▶ **DATA SHOWN**

════════════════════

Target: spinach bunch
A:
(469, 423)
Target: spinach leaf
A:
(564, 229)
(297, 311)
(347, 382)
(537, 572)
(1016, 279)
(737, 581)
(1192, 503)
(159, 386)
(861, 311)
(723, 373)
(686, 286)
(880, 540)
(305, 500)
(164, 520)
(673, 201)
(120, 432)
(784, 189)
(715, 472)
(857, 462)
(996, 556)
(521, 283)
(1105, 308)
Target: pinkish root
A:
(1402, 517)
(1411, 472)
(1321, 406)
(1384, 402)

════════════════════

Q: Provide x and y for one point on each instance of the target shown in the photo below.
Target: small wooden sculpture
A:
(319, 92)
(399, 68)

════════════════════

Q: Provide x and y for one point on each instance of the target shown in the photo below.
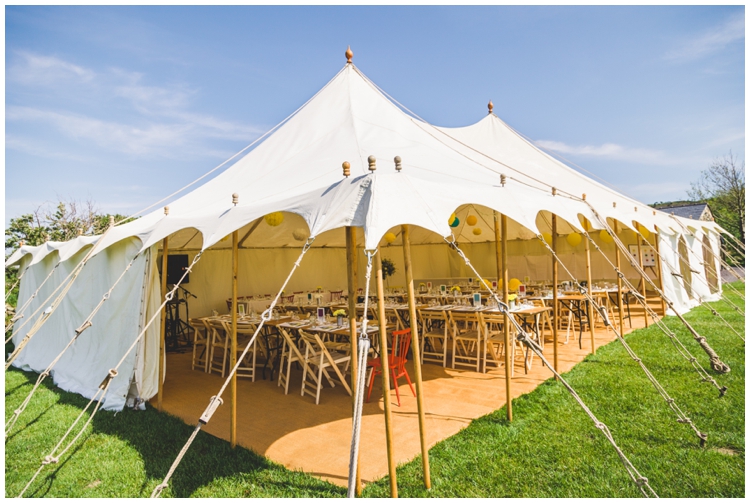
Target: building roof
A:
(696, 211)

════════════════════

▶ **EXERCISE PROMPT**
Whenever a line above includes "spinach", copy it in full.

▶ **ANSWER TO THIS TASK**
Target: spinach bunch
Target: spinach leaf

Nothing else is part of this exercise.